- **PROBLEM DESCRIPTION**:
Please show every line in the dataset items below that contains the word "malaysia". Case counts, so match only lines where it appears in that exact case.

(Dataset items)
———
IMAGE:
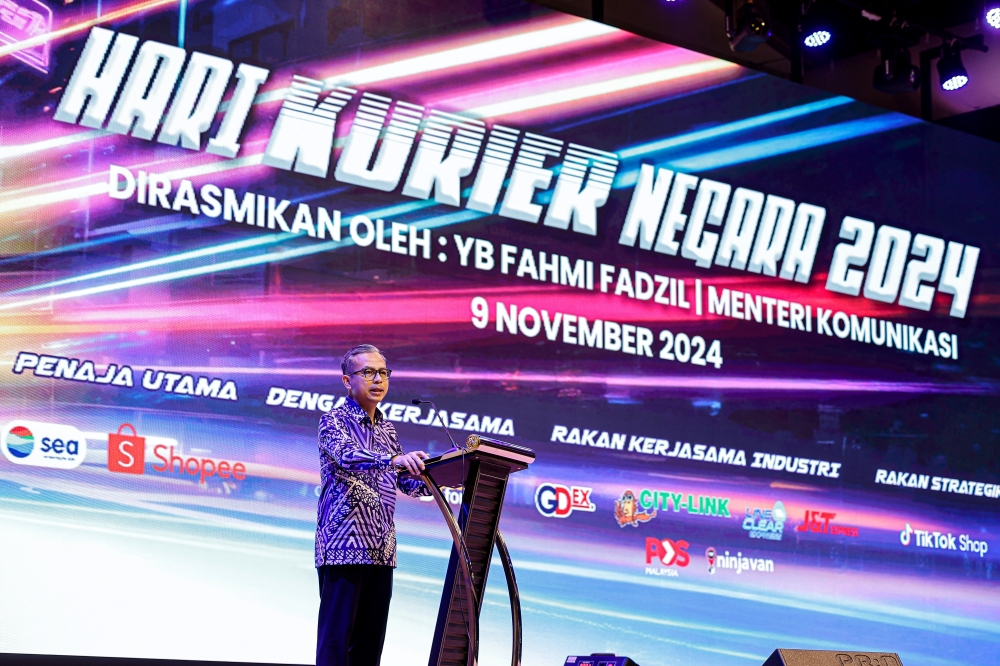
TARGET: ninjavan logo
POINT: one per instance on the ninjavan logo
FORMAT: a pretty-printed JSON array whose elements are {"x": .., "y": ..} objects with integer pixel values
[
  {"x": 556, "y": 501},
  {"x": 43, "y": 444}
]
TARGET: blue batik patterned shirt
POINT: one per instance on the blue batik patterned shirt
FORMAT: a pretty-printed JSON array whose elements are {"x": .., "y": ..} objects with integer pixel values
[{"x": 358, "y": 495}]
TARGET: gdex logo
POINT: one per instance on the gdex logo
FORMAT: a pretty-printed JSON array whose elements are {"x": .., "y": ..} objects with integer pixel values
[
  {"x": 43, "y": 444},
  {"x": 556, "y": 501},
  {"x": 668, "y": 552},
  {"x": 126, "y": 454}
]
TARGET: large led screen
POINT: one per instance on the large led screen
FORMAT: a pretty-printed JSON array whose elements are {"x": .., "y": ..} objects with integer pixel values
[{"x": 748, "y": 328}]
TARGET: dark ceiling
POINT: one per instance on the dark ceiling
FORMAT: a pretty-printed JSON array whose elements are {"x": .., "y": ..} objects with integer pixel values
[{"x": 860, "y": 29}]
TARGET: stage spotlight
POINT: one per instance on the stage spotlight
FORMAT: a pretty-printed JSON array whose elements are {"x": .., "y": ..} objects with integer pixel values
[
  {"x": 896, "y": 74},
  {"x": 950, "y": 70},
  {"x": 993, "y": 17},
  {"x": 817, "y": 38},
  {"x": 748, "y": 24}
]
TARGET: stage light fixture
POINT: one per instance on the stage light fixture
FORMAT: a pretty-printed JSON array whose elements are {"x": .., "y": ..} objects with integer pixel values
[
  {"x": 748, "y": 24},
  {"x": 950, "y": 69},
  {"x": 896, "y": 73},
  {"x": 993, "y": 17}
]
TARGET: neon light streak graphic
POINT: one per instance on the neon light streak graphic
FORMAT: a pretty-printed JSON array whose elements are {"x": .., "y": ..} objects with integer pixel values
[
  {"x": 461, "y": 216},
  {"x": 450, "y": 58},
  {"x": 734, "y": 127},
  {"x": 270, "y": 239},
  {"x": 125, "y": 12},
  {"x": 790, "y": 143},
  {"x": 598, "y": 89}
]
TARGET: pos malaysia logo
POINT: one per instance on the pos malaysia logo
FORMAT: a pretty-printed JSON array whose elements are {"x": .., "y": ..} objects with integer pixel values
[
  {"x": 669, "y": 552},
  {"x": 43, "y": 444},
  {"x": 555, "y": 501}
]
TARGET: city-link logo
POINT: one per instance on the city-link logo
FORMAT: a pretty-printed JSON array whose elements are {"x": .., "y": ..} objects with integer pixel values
———
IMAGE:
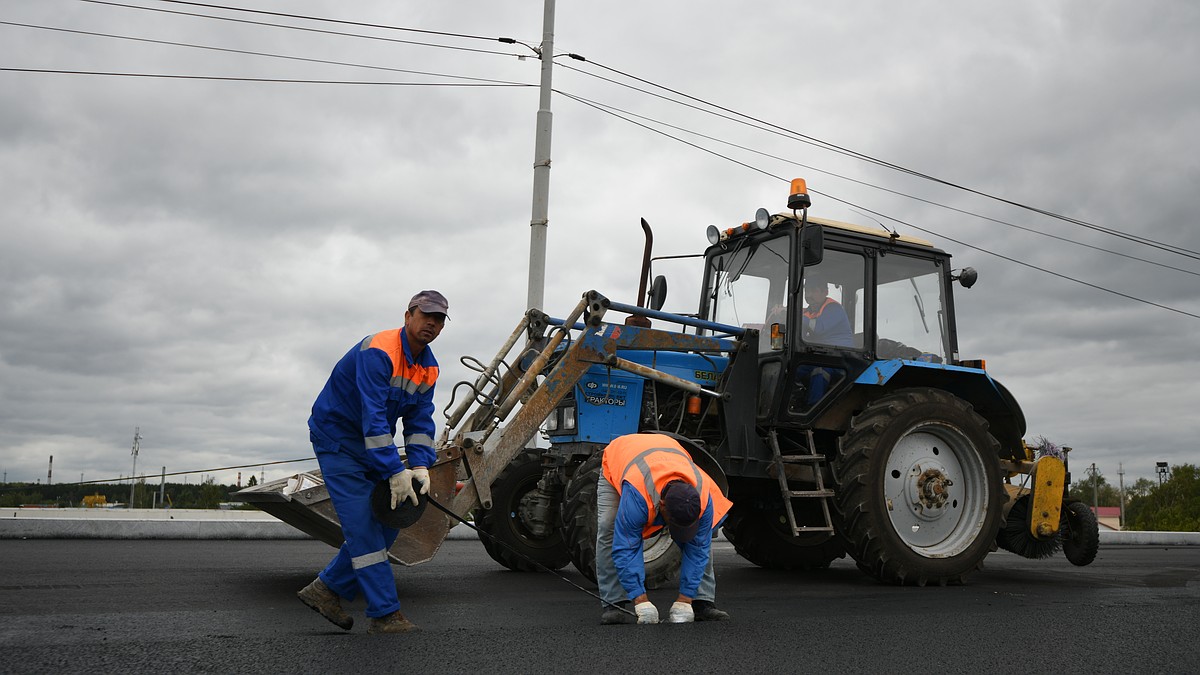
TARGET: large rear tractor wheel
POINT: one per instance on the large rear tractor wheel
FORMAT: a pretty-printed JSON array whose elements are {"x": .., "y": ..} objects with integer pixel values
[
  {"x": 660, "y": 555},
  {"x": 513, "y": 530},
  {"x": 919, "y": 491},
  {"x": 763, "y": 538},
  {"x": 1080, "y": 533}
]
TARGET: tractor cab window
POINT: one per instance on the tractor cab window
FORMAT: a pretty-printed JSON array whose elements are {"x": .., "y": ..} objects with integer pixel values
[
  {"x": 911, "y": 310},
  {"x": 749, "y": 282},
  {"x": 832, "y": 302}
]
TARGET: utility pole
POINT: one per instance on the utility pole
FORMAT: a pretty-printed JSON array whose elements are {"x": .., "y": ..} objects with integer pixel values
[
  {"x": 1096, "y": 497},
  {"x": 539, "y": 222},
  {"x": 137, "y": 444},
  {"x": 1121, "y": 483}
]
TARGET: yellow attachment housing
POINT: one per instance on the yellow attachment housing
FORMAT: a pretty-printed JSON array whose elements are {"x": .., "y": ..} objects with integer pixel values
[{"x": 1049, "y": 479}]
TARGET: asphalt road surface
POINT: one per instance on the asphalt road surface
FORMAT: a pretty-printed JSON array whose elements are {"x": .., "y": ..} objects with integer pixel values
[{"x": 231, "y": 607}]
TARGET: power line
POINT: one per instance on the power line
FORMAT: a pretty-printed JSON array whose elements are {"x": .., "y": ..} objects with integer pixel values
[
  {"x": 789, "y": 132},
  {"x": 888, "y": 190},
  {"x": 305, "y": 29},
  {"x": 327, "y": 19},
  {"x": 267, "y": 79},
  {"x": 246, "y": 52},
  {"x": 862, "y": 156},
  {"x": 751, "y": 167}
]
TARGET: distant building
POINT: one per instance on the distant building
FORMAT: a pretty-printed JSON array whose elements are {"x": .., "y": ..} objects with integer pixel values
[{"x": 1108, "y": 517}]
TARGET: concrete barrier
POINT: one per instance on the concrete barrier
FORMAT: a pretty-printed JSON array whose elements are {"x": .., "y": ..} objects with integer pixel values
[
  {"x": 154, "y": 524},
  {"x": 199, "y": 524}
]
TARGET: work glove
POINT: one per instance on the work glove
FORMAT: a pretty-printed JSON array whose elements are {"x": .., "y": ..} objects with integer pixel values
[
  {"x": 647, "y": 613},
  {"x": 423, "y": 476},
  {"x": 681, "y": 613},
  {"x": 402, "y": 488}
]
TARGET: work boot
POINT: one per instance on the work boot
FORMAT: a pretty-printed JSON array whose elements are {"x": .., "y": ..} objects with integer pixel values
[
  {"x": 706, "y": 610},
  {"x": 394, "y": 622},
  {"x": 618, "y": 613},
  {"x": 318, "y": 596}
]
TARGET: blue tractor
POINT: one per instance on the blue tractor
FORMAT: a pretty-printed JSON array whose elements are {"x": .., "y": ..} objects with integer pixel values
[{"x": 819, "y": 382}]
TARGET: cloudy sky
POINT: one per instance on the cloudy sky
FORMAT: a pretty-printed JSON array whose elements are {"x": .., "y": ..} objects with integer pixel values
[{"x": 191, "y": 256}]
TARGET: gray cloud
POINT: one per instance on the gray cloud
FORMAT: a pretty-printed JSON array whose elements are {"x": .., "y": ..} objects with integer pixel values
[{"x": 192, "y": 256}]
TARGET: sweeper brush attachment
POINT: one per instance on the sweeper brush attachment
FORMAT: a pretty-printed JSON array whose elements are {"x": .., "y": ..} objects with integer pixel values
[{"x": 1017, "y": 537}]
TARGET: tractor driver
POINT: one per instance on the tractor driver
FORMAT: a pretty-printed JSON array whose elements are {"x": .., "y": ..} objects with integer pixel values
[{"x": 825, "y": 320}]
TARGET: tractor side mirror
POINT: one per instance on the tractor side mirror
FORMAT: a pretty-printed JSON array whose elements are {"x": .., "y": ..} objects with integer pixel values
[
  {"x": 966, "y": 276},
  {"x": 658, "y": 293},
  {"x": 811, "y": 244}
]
———
- **OUTPUT BELOW**:
TARGET: pos malaysia logo
POINT: one per instance on the pos malaysia logo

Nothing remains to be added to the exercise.